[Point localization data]
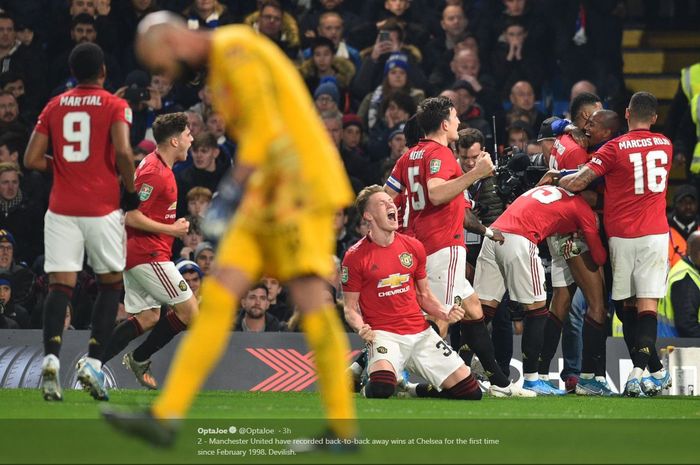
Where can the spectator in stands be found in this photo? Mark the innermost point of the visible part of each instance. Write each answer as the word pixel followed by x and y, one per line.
pixel 323 64
pixel 396 109
pixel 279 308
pixel 440 49
pixel 191 272
pixel 10 121
pixel 470 113
pixel 20 214
pixel 682 221
pixel 351 140
pixel 466 66
pixel 207 14
pixel 204 256
pixel 310 23
pixel 204 172
pixel 356 165
pixel 21 277
pixel 12 315
pixel 19 58
pixel 331 26
pixel 397 143
pixel 327 97
pixel 198 199
pixel 372 71
pixel 280 27
pixel 518 133
pixel 396 79
pixel 514 60
pixel 254 317
pixel 678 311
pixel 522 97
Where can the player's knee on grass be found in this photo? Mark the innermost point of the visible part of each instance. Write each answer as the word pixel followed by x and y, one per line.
pixel 382 384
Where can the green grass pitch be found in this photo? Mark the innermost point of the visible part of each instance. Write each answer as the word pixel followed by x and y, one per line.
pixel 398 430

● **Task prompt**
Print exactly the lines above, starting at the line that contains "Where can the player's" and ending with the last line of the records, both included.

● **Solution**
Where can the player's knee on grass be found in this photo? Mark the innermost point of the visible part of each instance. Write each answer as the word pixel followed by x and y, one per line.
pixel 382 384
Where can the green grass pitch be found in this photo? Mark the innermost point of the visible part of each instance. Write each answer as the word pixel followed by x and y, one per line.
pixel 398 430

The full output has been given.